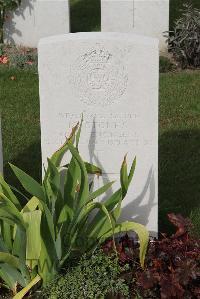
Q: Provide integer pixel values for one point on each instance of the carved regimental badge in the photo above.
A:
(99, 77)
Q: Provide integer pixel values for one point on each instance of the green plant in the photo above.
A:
(26, 61)
(54, 225)
(184, 40)
(96, 276)
(195, 218)
(6, 6)
(165, 65)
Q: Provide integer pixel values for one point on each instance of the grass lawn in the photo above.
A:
(86, 14)
(179, 144)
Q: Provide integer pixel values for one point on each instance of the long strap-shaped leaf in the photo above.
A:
(5, 188)
(9, 212)
(29, 184)
(58, 155)
(25, 290)
(9, 259)
(84, 187)
(99, 223)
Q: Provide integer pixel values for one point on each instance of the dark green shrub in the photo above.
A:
(165, 65)
(94, 277)
(195, 218)
(184, 40)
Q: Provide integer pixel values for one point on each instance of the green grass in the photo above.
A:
(86, 14)
(179, 142)
(19, 105)
(176, 5)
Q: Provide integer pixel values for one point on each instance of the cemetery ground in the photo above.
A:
(179, 135)
(85, 15)
(171, 263)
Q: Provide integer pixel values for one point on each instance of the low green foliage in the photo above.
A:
(195, 218)
(94, 277)
(165, 65)
(184, 40)
(37, 239)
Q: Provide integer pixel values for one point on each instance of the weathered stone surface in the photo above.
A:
(146, 17)
(35, 19)
(112, 78)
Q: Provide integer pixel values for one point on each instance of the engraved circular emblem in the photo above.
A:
(99, 77)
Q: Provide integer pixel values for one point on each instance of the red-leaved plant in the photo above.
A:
(172, 268)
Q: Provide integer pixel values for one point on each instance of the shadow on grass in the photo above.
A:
(179, 174)
(30, 162)
(85, 15)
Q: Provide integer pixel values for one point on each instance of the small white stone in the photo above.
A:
(112, 78)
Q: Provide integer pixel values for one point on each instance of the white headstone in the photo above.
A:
(112, 78)
(146, 17)
(35, 19)
(1, 151)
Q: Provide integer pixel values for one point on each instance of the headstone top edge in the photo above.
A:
(83, 36)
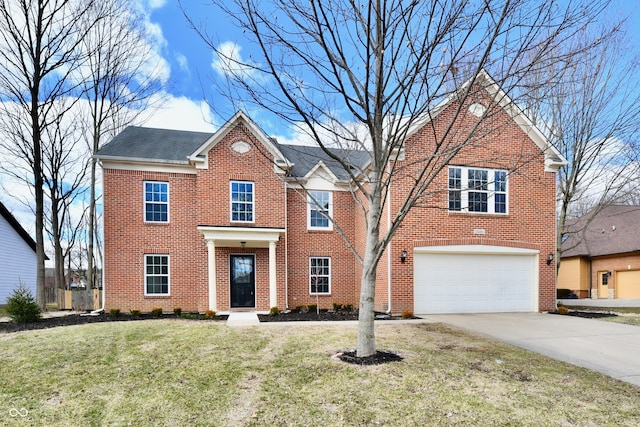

• _WRITTEN REQUEST_: Gather every line of the records above that contains the string "green", treating uppercase and lowercase letters as distinct.

• _EXPECTED ANSWER_:
Q: Provide integer pixel values for one point on each instance of the green plant in the photo above.
Q: Provide integer pixel values for one point on each instance of the dark green shrub in the photo above.
Q: Provide integer pixel values for one point on each instance of the green grass in the photo above.
Q: Provide integer pixel values for one point on each instance of the low green foliage in the photo above.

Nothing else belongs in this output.